[DIRECTIONS] Could you repeat, word for word, every line from the one containing "bbox: buffalo hoof" through the final line of the records below, and nothing else?
────────────────────
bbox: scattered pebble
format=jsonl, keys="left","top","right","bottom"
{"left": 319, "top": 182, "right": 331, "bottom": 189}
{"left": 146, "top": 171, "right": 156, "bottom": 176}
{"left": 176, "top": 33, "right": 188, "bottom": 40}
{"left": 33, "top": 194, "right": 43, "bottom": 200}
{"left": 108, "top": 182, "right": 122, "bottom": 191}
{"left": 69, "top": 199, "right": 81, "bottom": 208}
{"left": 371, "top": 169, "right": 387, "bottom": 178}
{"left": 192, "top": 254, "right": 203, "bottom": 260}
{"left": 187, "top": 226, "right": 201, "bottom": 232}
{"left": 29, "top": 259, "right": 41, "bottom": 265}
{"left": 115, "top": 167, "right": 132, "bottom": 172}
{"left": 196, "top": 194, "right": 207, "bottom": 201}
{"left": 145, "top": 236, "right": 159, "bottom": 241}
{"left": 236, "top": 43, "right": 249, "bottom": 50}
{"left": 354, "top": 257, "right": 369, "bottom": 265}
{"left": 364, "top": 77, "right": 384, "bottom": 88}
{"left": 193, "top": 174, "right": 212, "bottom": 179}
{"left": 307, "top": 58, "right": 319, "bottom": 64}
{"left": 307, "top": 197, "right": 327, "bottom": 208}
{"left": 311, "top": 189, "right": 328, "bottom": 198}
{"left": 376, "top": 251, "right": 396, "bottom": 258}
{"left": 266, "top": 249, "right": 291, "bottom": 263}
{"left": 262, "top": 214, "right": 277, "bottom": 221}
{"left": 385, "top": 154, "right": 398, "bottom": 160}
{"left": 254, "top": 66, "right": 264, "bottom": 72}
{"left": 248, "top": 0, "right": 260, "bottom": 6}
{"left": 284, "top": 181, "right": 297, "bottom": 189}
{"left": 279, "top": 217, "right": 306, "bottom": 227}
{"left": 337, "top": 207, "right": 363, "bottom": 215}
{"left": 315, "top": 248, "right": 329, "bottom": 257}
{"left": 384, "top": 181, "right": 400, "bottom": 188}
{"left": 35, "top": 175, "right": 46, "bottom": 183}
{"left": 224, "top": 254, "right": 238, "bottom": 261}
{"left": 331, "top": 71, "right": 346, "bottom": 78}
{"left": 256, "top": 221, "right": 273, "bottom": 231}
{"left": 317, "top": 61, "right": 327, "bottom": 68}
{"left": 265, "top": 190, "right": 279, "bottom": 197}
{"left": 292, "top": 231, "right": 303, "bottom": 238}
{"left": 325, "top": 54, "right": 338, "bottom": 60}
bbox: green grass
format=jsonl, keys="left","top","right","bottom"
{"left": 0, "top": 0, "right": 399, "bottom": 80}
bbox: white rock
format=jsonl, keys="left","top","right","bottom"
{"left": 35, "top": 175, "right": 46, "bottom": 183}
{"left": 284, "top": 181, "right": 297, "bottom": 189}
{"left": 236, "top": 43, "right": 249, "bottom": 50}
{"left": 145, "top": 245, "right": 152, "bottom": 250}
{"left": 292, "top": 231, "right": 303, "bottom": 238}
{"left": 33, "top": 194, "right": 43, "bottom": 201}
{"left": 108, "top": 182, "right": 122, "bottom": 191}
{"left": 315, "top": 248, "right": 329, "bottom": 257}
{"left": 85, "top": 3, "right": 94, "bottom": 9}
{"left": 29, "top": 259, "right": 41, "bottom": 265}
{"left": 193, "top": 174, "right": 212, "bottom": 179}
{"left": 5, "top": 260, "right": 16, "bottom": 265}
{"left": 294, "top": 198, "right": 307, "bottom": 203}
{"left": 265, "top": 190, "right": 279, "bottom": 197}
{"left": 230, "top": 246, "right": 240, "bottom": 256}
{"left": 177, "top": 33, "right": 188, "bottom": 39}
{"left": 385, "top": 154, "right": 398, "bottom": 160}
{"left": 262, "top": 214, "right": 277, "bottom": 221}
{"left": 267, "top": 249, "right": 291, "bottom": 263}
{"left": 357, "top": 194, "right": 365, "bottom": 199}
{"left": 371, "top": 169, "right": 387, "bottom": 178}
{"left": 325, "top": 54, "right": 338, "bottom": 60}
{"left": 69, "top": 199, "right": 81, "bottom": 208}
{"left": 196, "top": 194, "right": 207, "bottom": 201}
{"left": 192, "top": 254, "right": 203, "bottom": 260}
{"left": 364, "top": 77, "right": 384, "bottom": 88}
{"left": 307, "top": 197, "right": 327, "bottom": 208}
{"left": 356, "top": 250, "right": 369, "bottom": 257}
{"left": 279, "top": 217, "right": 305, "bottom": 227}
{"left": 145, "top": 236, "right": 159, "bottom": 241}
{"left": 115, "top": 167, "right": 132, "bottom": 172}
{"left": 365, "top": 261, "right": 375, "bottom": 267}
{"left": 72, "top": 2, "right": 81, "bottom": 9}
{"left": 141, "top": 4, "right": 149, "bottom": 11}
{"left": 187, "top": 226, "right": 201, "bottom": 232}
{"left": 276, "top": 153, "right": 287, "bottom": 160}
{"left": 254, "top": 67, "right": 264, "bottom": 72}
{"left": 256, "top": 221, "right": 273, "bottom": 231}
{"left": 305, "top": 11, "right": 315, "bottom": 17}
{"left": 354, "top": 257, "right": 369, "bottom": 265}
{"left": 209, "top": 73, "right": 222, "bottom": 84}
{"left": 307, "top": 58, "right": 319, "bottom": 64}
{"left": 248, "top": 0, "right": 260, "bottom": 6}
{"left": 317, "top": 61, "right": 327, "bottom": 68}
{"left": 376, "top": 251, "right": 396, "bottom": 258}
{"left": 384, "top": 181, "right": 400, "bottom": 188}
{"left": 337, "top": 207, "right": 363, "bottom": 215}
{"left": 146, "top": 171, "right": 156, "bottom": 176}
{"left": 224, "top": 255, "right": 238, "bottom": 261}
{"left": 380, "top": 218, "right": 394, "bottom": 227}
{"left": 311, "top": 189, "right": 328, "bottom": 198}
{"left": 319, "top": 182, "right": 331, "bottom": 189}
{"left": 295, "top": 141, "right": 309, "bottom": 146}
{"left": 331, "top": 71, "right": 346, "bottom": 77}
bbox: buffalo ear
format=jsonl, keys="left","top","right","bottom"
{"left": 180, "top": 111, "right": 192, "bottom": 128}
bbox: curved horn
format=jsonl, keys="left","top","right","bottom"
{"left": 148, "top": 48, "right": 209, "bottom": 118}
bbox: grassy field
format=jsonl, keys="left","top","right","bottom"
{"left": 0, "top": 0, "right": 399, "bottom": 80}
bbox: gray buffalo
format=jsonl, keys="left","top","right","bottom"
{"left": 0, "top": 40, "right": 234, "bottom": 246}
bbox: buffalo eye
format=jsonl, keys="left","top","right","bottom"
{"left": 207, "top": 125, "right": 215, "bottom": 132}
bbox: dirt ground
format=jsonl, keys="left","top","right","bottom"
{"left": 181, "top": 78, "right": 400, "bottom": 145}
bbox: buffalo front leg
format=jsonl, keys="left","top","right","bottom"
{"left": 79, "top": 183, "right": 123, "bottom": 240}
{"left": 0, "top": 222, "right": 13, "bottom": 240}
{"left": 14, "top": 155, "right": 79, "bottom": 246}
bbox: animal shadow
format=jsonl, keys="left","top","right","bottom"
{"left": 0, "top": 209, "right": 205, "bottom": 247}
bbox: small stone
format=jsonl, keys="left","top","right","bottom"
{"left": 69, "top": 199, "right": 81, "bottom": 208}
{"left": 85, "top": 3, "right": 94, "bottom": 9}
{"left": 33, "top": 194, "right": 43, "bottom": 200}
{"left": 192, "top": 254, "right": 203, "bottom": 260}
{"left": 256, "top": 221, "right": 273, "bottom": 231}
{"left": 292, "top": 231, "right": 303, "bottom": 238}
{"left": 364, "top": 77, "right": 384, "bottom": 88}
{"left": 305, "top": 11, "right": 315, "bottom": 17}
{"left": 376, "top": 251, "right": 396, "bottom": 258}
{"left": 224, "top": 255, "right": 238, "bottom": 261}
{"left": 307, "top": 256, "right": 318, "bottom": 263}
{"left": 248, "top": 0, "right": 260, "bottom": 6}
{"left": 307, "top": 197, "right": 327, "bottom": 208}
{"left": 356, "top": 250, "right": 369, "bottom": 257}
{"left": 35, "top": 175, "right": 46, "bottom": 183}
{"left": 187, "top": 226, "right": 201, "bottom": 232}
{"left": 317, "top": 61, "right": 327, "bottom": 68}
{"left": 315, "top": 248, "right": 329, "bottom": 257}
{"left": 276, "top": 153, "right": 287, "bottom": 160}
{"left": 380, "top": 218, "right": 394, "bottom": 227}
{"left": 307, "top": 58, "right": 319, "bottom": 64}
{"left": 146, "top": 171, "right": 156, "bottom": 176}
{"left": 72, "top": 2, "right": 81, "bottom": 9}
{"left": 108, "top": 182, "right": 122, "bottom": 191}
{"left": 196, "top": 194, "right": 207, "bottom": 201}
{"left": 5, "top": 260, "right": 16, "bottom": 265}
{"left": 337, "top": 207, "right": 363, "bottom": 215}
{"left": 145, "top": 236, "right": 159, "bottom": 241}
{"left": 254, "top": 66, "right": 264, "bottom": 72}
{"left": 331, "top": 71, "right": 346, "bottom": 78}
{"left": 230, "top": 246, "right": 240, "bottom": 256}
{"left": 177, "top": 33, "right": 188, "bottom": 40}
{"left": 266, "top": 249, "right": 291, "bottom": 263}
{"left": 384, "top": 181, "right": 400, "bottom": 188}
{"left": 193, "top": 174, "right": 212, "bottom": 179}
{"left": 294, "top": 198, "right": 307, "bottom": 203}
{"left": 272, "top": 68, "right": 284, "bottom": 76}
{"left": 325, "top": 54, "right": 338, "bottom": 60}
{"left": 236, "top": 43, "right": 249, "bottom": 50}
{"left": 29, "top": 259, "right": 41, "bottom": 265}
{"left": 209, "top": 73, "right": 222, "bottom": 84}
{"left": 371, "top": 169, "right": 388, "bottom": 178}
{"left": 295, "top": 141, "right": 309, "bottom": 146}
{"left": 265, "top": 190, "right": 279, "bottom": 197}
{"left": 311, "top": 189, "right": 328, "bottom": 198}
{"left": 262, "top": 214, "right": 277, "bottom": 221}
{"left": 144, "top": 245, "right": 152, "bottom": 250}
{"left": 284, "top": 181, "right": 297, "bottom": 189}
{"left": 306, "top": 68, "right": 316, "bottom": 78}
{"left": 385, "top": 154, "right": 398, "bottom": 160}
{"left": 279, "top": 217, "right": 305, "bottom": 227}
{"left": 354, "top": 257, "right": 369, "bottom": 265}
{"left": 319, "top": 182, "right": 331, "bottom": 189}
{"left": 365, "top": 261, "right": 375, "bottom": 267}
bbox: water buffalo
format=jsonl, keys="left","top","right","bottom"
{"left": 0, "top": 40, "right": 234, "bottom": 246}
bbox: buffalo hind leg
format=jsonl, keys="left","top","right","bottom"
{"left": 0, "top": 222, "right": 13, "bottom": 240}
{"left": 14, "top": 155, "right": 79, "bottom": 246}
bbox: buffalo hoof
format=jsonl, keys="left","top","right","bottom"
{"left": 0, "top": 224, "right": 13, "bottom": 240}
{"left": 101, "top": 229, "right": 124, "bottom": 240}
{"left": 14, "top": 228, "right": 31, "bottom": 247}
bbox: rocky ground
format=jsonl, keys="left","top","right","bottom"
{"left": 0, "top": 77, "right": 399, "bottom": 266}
────────────────────
[WRITTEN RESPONSE]
bbox: buffalo hoof
format=jsonl, keys="left","top","right","bottom"
{"left": 0, "top": 224, "right": 13, "bottom": 240}
{"left": 101, "top": 229, "right": 124, "bottom": 240}
{"left": 14, "top": 228, "right": 31, "bottom": 247}
bbox: rocky ground
format=jsonl, keys="left","top","right","bottom"
{"left": 0, "top": 77, "right": 399, "bottom": 266}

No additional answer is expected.